(Picture shape labeling items)
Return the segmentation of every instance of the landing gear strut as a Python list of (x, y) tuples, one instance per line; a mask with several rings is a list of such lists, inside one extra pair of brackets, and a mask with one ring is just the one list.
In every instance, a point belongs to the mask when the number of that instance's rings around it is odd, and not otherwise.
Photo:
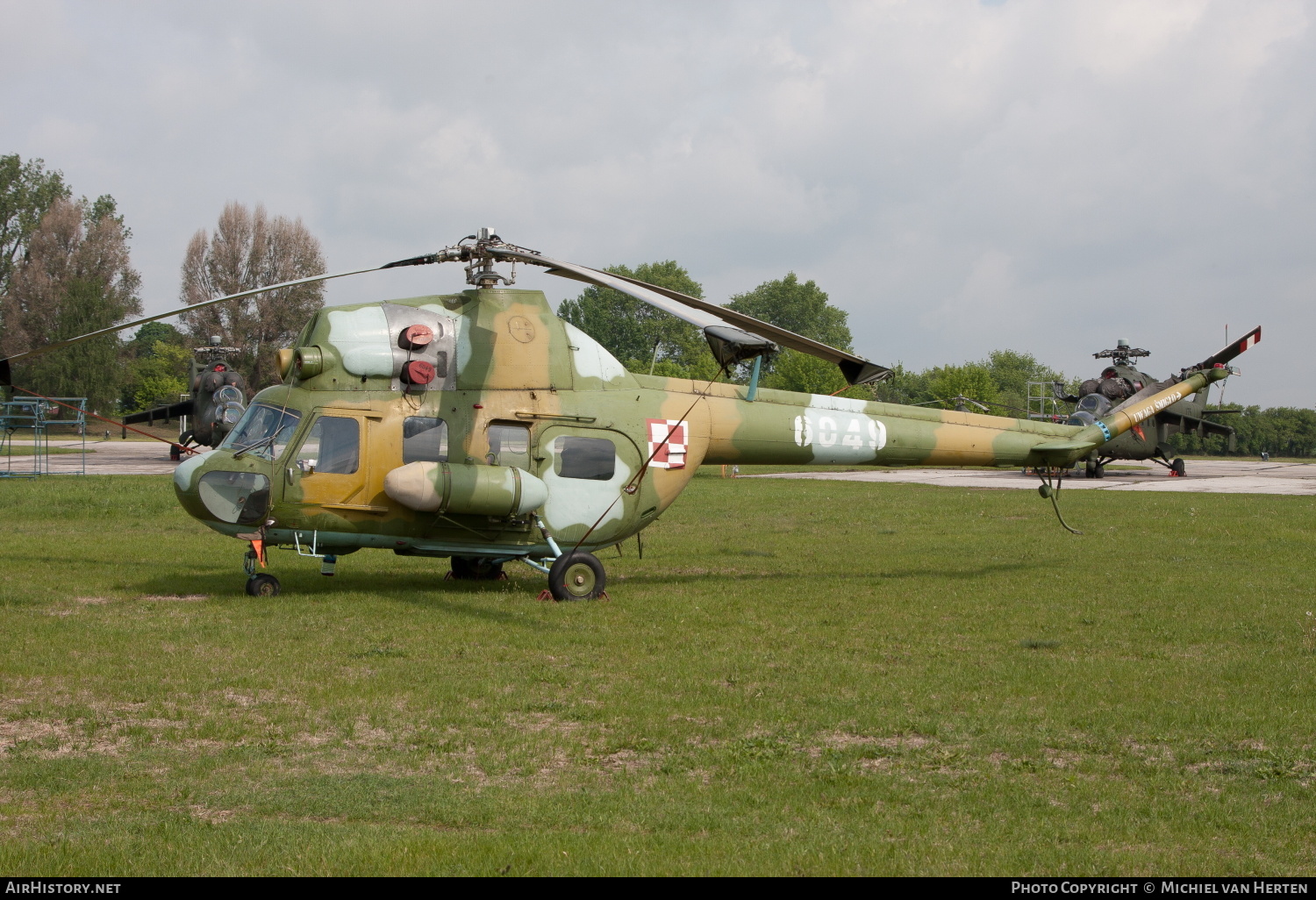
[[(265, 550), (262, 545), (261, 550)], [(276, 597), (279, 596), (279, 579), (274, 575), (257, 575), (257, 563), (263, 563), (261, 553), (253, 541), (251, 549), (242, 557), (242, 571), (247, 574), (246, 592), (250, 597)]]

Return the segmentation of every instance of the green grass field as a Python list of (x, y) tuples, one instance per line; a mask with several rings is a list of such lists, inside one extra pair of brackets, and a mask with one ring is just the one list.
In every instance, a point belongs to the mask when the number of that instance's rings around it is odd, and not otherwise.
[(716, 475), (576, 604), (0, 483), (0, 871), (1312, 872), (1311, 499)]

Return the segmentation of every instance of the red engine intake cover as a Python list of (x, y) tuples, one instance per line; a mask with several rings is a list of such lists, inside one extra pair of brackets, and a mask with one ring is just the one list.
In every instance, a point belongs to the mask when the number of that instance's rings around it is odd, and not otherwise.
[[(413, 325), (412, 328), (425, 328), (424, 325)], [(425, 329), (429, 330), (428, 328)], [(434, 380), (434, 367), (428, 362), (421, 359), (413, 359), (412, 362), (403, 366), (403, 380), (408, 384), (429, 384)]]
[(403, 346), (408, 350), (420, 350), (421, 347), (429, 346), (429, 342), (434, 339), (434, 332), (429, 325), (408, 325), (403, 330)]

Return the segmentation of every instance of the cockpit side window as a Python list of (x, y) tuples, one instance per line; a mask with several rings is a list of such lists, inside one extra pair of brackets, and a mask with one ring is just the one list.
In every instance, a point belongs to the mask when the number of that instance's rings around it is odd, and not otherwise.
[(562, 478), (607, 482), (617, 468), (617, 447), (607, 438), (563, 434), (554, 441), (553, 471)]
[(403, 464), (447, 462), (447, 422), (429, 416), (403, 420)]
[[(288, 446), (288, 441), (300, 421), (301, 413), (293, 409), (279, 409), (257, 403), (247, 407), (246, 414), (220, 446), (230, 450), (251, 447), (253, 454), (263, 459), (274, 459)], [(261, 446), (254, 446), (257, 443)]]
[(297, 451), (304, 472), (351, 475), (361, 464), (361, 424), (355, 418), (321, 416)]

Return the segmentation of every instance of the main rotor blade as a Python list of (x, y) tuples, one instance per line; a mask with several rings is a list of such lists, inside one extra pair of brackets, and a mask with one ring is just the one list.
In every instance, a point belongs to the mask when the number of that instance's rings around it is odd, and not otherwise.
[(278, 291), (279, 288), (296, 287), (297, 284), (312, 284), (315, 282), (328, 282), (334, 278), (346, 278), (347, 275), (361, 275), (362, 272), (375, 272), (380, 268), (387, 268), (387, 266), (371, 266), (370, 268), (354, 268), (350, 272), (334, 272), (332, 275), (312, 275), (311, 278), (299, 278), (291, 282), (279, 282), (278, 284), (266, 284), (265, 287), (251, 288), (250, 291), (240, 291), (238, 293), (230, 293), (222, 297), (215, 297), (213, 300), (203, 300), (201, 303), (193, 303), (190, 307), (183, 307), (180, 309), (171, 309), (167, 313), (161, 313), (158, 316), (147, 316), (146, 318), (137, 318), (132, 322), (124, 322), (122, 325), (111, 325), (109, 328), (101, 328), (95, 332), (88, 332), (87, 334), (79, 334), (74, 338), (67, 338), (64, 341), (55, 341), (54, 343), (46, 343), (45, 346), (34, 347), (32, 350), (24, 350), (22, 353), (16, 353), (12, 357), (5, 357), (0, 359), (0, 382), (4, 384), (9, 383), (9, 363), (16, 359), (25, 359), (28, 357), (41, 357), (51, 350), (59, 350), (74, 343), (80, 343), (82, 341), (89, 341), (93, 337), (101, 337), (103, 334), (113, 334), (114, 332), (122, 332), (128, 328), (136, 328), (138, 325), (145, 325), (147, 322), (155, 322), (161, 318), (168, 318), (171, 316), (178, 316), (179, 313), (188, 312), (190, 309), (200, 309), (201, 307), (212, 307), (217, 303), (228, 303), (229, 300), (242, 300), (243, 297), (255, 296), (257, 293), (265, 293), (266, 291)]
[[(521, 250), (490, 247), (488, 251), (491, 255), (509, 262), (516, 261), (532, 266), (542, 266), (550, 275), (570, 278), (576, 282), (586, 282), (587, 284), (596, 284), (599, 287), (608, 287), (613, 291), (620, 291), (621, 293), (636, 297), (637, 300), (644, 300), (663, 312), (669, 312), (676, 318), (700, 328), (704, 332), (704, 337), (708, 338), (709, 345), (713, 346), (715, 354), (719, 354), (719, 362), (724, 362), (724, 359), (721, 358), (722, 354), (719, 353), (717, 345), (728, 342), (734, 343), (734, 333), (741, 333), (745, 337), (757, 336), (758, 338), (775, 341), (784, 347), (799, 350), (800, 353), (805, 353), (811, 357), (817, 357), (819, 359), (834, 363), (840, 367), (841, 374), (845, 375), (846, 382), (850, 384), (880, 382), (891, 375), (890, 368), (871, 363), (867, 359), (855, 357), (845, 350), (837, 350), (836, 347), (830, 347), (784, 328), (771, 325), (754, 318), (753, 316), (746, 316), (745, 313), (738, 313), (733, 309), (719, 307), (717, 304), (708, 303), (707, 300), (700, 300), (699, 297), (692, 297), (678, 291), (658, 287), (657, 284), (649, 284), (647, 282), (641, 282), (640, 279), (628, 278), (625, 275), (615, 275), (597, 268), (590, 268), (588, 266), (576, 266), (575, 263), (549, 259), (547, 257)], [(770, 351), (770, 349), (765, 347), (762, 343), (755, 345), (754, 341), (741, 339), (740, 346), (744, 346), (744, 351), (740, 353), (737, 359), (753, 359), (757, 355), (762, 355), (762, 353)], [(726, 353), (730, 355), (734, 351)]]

→ Given instruction
Copy out every line of the items above word for word, leaving out the pictures.

→ Exercise output
Return the segmentation of every instance of the landing gear strut as a Python list of (x, y) tuples, one instance per line; a mask with several rings is a list of such lists, inside one extra pair of brackets, and a mask with one ring is just the one list.
In every instance, a point belongs to the mask when the number of that instance's rings around it is odd, and not otherwise.
Photo:
[[(265, 550), (262, 545), (261, 550)], [(276, 597), (279, 596), (279, 579), (274, 575), (257, 575), (257, 563), (263, 563), (261, 553), (253, 541), (251, 549), (242, 557), (242, 571), (247, 574), (246, 592), (250, 597)]]

Return the segmentation of every instance of the green grass field as a Python list of (x, y) tuples, one instance per line; a mask with several rings is a list of such lists, inside one extra pair of brackets, and a mask with one ring is just the one list.
In every instance, a point belongs to the mask when the number of that instance's rings around it is odd, and not otherwise.
[(716, 475), (576, 604), (0, 483), (0, 871), (1312, 872), (1311, 499)]

Return the segmentation of every instance of the red engine intake cover as a Python list of (x, y) tuples, one instance per line; a mask with several rings is a list of such lists, inside one extra pair of brackets, and a mask with one ring is just the one list.
In every instance, a point belongs to the mask when the number of that instance's rings around it is odd, and not otherwise.
[[(413, 325), (412, 328), (425, 328), (424, 325)], [(425, 329), (429, 330), (428, 328)], [(434, 380), (434, 367), (428, 362), (421, 359), (413, 359), (412, 362), (403, 366), (403, 380), (408, 384), (429, 384)]]
[(403, 346), (408, 350), (420, 350), (421, 347), (429, 346), (429, 342), (434, 339), (434, 332), (429, 325), (408, 325), (403, 330)]

Return the segmentation of every instance of the cockpit side window as a Python list of (x, y) tuples, one instance per line; a mask with several rings is a list of such lists, inside one extra pair of brackets, and a mask with one ring is just the one list.
In every instance, a point belongs to the mask when the number of that instance's rings around it is odd, and not otherwise.
[(562, 478), (607, 482), (617, 468), (617, 447), (607, 438), (563, 434), (554, 441), (553, 471)]
[(403, 464), (447, 462), (447, 422), (429, 416), (403, 420)]
[[(288, 446), (288, 441), (300, 421), (301, 413), (293, 409), (279, 409), (257, 403), (247, 407), (246, 414), (220, 446), (230, 450), (251, 447), (253, 454), (263, 459), (274, 459)], [(261, 446), (254, 446), (257, 443)]]
[(297, 451), (304, 472), (351, 475), (361, 464), (361, 424), (355, 418), (321, 416)]

Return the segmentation of every instance of the main rotor blade as a Python list of (x, y) tuples, one instance per line; a mask with several rings is a list of such lists, inside one extra pair of brackets, and a mask with one ring is just the one list.
In every instance, a point belongs to the mask when the number of that instance's rings around it is odd, and not otherwise.
[(278, 291), (279, 288), (296, 287), (297, 284), (312, 284), (315, 282), (328, 282), (334, 278), (346, 278), (347, 275), (361, 275), (362, 272), (375, 272), (380, 268), (387, 268), (387, 266), (371, 266), (370, 268), (354, 268), (350, 272), (334, 272), (332, 275), (312, 275), (311, 278), (299, 278), (291, 282), (279, 282), (278, 284), (266, 284), (265, 287), (251, 288), (250, 291), (240, 291), (238, 293), (230, 293), (222, 297), (215, 297), (213, 300), (203, 300), (201, 303), (193, 303), (190, 307), (183, 307), (180, 309), (171, 309), (167, 313), (161, 313), (158, 316), (147, 316), (146, 318), (137, 318), (132, 322), (124, 322), (122, 325), (111, 325), (109, 328), (101, 328), (95, 332), (88, 332), (87, 334), (79, 334), (74, 338), (67, 338), (64, 341), (55, 341), (54, 343), (46, 343), (45, 346), (34, 347), (32, 350), (24, 350), (22, 353), (16, 353), (12, 357), (5, 357), (0, 359), (0, 382), (4, 384), (9, 383), (9, 363), (16, 359), (25, 359), (28, 357), (41, 357), (51, 350), (59, 350), (74, 343), (80, 343), (82, 341), (89, 341), (93, 337), (101, 337), (103, 334), (113, 334), (114, 332), (122, 332), (128, 328), (136, 328), (138, 325), (145, 325), (147, 322), (155, 322), (161, 318), (168, 318), (171, 316), (178, 316), (179, 313), (188, 312), (190, 309), (200, 309), (201, 307), (212, 307), (217, 303), (228, 303), (229, 300), (242, 300), (243, 297), (255, 296), (257, 293), (265, 293), (266, 291)]
[[(521, 250), (490, 247), (488, 251), (491, 255), (509, 262), (516, 261), (532, 266), (542, 266), (550, 275), (570, 278), (576, 282), (586, 282), (587, 284), (596, 284), (599, 287), (608, 287), (613, 291), (620, 291), (621, 293), (636, 297), (637, 300), (644, 300), (663, 312), (669, 312), (676, 318), (700, 328), (704, 332), (704, 337), (708, 338), (709, 345), (713, 346), (715, 354), (719, 354), (719, 362), (724, 362), (724, 359), (721, 358), (722, 354), (719, 353), (717, 345), (728, 342), (734, 343), (734, 333), (741, 333), (745, 337), (757, 336), (758, 338), (775, 341), (784, 347), (799, 350), (800, 353), (805, 353), (811, 357), (817, 357), (819, 359), (834, 363), (840, 367), (841, 374), (845, 375), (846, 382), (850, 384), (880, 382), (891, 375), (890, 368), (871, 363), (867, 359), (855, 357), (845, 350), (837, 350), (836, 347), (830, 347), (784, 328), (771, 325), (754, 318), (753, 316), (746, 316), (745, 313), (738, 313), (733, 309), (719, 307), (717, 304), (708, 303), (707, 300), (700, 300), (699, 297), (692, 297), (678, 291), (658, 287), (657, 284), (649, 284), (647, 282), (641, 282), (640, 279), (628, 278), (625, 275), (615, 275), (597, 268), (590, 268), (588, 266), (576, 266), (575, 263), (549, 259), (547, 257)], [(770, 351), (770, 349), (765, 347), (762, 343), (755, 345), (754, 341), (741, 339), (740, 346), (744, 346), (744, 351), (740, 353), (737, 359), (753, 359), (757, 355), (762, 355), (762, 353)], [(726, 353), (730, 355), (734, 351)]]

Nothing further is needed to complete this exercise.